| Provided text |
——————

For centuries the English had shared Britain with other peoples and other kingdoms. This had not prevented one of Henry II’s courtiers, Walter Map, referring to Britain as ‘the English island’ and ‘our island England’, though he was by no means the first and certainly not the last to confuse the identities of England and Britain in this typically English fashion. In the west there were the people of Wales, proud of their descent from the Britons against whom Julius Caesar had fought. At any one time there were usually several Welsh princes in Wales, rulers of old kingdoms such as Gwynedd, Powys and Deheubarth. There was only one king of the Scots, but his authority did not reach as far as the Scandinavian and Irish peoples of Caithness, Argyll and the Isles, where virtually autonomous chiefs held sway under the loose overlordship of Norway. It was not until 1266 that the king of Norway sold his rights over the kingdom of Man and the Western Isles to the Scottish Crown in the ‘closing down sale’ that marked the end of the ‘Viking period’ of Scottish history. And it was not until 1469 that the Scottish Crown acquired possession of Orkney and Shetland.

——————

| Job |
Pick up the passage on the peoples and kingdoms of medieval Britain after its final sentence and carry it forward.

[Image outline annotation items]
——————

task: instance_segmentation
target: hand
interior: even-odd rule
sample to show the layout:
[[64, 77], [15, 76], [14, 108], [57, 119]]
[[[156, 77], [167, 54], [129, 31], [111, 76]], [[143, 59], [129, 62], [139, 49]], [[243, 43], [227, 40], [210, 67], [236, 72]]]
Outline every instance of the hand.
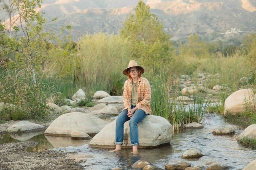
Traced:
[[135, 112], [135, 109], [128, 109], [128, 113], [127, 113], [127, 115], [129, 117], [131, 117], [133, 115], [133, 113]]

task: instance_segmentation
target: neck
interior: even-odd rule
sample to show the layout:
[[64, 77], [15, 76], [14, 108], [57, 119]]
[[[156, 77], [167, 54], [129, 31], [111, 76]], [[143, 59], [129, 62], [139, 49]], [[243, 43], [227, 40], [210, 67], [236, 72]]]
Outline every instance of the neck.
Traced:
[[134, 83], [136, 83], [138, 82], [138, 80], [139, 78], [132, 78], [132, 82]]

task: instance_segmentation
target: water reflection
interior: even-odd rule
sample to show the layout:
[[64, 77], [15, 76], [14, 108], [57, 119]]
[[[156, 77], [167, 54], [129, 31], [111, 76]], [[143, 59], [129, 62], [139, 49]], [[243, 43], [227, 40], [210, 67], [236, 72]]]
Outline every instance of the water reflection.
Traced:
[[20, 141], [27, 141], [33, 137], [39, 135], [43, 133], [43, 131], [39, 131], [24, 133], [10, 133], [10, 135], [12, 138]]
[[[131, 153], [131, 149], [110, 152], [110, 149], [91, 148], [88, 146], [90, 140], [76, 141], [70, 138], [45, 136], [43, 134], [34, 136], [29, 140], [38, 143], [30, 151], [52, 149], [77, 152], [70, 156], [82, 160], [82, 165], [87, 170], [109, 170], [117, 167], [131, 169], [132, 165], [140, 159], [163, 169], [167, 163], [185, 161], [192, 166], [200, 164], [205, 168], [206, 163], [212, 162], [228, 170], [238, 170], [242, 169], [256, 158], [255, 150], [243, 147], [236, 141], [242, 129], [225, 122], [221, 116], [215, 114], [206, 114], [202, 125], [203, 129], [186, 129], [175, 133], [170, 145], [139, 149], [139, 154], [136, 155]], [[214, 129], [228, 127], [235, 129], [235, 135], [219, 136], [212, 133]], [[5, 134], [0, 137], [0, 143], [18, 141], [18, 138], [15, 138]], [[200, 150], [204, 156], [194, 159], [182, 158], [182, 154], [190, 149]]]
[[70, 146], [80, 146], [88, 144], [90, 141], [90, 140], [76, 140], [72, 139], [70, 137], [56, 137], [46, 135], [45, 136], [45, 138], [54, 148], [68, 147]]

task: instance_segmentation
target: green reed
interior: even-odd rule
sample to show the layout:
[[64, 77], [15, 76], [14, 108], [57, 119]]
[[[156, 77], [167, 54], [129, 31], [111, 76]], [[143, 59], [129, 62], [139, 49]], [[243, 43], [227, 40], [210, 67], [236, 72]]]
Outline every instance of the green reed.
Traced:
[[192, 102], [188, 104], [180, 99], [182, 95], [177, 92], [174, 92], [171, 98], [171, 91], [179, 90], [171, 84], [172, 81], [168, 79], [170, 76], [167, 76], [166, 68], [161, 69], [150, 73], [152, 114], [164, 117], [172, 125], [173, 129], [177, 131], [190, 123], [200, 123], [210, 100], [208, 100], [205, 95], [193, 94], [188, 96]]

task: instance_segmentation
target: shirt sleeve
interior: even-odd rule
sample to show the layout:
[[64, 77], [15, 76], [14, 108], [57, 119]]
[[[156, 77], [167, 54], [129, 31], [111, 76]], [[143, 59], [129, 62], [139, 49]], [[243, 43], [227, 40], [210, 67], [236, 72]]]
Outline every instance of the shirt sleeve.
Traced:
[[144, 93], [142, 100], [140, 101], [136, 105], [139, 108], [142, 107], [146, 107], [147, 106], [150, 106], [151, 100], [151, 89], [148, 80], [145, 79], [144, 81], [145, 84], [143, 86]]
[[124, 101], [124, 105], [125, 109], [127, 109], [130, 107], [130, 102], [128, 101], [129, 96], [128, 96], [128, 82], [126, 80], [124, 83], [124, 92], [123, 92], [123, 100]]

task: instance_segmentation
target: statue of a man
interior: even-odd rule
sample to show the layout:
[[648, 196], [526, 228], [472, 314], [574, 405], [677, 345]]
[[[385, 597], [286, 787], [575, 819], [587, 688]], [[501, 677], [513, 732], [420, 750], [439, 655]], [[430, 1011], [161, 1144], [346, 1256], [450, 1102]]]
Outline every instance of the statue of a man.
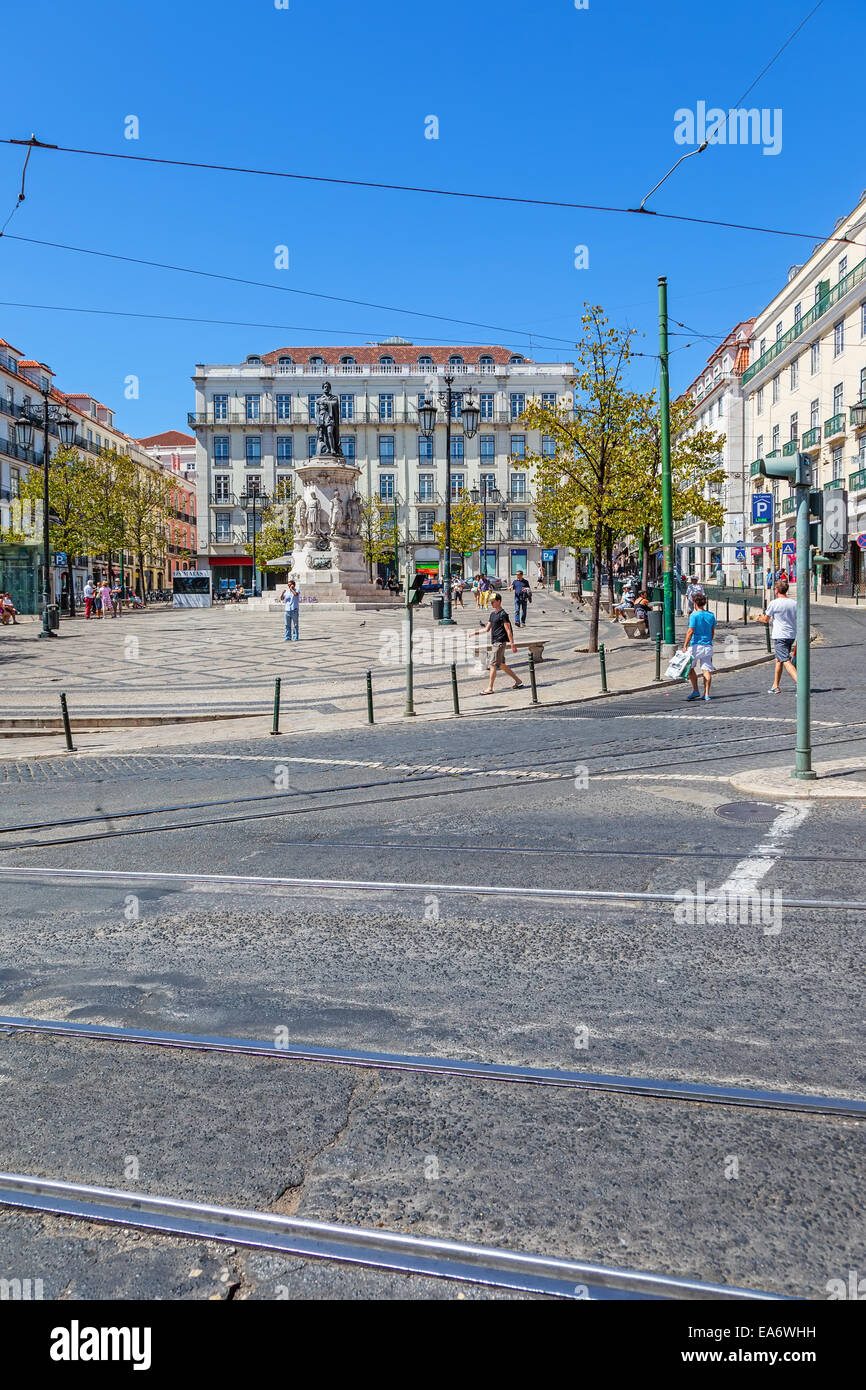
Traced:
[[318, 532], [318, 493], [316, 488], [310, 488], [310, 496], [307, 498], [307, 535], [316, 535]]
[[339, 535], [343, 528], [343, 503], [339, 492], [334, 493], [331, 499], [331, 512], [328, 516], [328, 524], [331, 527], [331, 535]]
[[331, 393], [331, 382], [322, 382], [322, 393], [316, 402], [317, 453], [343, 456], [339, 442], [339, 400]]

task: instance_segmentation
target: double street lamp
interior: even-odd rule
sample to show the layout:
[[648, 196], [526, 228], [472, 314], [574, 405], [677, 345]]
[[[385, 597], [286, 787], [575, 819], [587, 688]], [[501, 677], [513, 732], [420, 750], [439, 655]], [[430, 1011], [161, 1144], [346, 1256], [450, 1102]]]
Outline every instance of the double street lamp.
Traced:
[[[442, 621], [453, 623], [450, 616], [450, 423], [452, 411], [455, 406], [455, 393], [452, 392], [453, 375], [448, 373], [443, 377], [445, 391], [438, 391], [439, 404], [445, 406], [445, 571], [442, 577]], [[471, 439], [478, 431], [478, 420], [481, 418], [481, 411], [475, 402], [470, 398], [461, 404], [460, 416], [463, 420], [463, 436]], [[425, 439], [434, 438], [434, 431], [436, 428], [436, 404], [430, 396], [425, 396], [418, 402], [418, 424], [421, 434]]]
[[[259, 580], [256, 571], [256, 516], [257, 514], [261, 516], [261, 513], [267, 512], [270, 505], [271, 499], [268, 498], [268, 495], [265, 492], [260, 492], [259, 488], [256, 486], [250, 488], [249, 492], [240, 493], [240, 506], [247, 513], [247, 521], [250, 513], [253, 517], [253, 598], [254, 599], [259, 598]], [[259, 507], [259, 513], [256, 512], [256, 507]]]
[[49, 606], [51, 602], [51, 548], [49, 539], [50, 512], [49, 512], [49, 463], [50, 443], [49, 427], [57, 425], [57, 434], [64, 449], [75, 443], [75, 421], [67, 410], [60, 413], [58, 406], [49, 404], [50, 392], [42, 392], [42, 410], [33, 406], [24, 406], [21, 416], [15, 420], [15, 438], [22, 449], [31, 449], [33, 443], [33, 425], [42, 425], [42, 632], [39, 637], [56, 637], [51, 631]]

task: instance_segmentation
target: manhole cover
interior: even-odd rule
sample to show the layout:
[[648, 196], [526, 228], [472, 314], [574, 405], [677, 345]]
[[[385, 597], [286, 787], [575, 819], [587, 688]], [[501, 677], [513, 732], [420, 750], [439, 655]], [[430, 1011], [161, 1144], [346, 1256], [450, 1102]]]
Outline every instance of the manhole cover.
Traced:
[[751, 826], [769, 826], [778, 816], [778, 806], [763, 801], [728, 801], [716, 806], [716, 815], [723, 820], [744, 820]]

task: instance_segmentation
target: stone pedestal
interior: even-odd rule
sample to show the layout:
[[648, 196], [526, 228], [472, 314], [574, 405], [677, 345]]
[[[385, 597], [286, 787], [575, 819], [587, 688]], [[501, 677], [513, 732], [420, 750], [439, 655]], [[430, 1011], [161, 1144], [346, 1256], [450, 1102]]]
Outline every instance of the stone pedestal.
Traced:
[[391, 607], [395, 603], [385, 589], [377, 589], [368, 580], [359, 534], [356, 482], [360, 471], [348, 459], [328, 453], [295, 468], [303, 485], [303, 507], [295, 505], [291, 577], [300, 589], [302, 602], [339, 607]]

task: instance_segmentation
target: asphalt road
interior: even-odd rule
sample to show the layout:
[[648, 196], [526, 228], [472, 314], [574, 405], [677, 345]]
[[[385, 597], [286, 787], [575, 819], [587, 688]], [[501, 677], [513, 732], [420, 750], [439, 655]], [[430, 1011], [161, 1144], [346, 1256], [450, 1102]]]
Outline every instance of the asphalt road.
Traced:
[[[816, 758], [866, 758], [865, 624], [820, 613]], [[792, 824], [731, 790], [791, 762], [767, 684], [0, 764], [0, 869], [40, 870], [4, 874], [0, 1012], [863, 1098], [863, 808]], [[161, 809], [193, 802], [218, 805]], [[758, 920], [627, 897], [744, 872]], [[806, 1298], [862, 1252], [849, 1120], [3, 1036], [0, 1084], [6, 1170], [124, 1187], [133, 1156], [147, 1191]], [[485, 1297], [10, 1212], [4, 1272], [46, 1297]]]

——————

| Answer to this task |
During the course of the twelfth century the English came to look upon the Celts with new, condescending eyes. Writing in the 1190s both the dean of St Paul’s, Ralph of Diss, and the Yorkshire historian William of Newburgh referred to the Welsh, Irish and Scots as barbarians. By this time their views of the Scots were a little old-fashioned: according to the English historian, William of Malmesbury, King David I of Scotland (1124–53) had offered tax-breaks to his subjects if they would learn ‘to live in a more civilized style, dress with more elegance and eat in a more refined manner’ – they had, in other words, to be more like the English. By 1200 economic development and the foundation of new towns such as Berwick, Edinburgh, Stirling, Perth, Glasgow and Aberdeen by the Scottish kings meant that Lowland Scotland had in fact come to look very much like England. But the Welsh, the Irish-speaking Highland Scots and, still more, the Irish themselves continued to be classified – and vilified – as primitive, savage and immoral. They were, for instance, often accused of being addicted to adultery and incest. Welsh and Irish marriage law allowed divorce, remarriage and marriage with cousins. So, too, had English marriage law in earlier centuries, but no longer. Now Celtic marriage customs seemed, to English and continental European eyes, a licence for wife-swapping and every kind of sexual immorality.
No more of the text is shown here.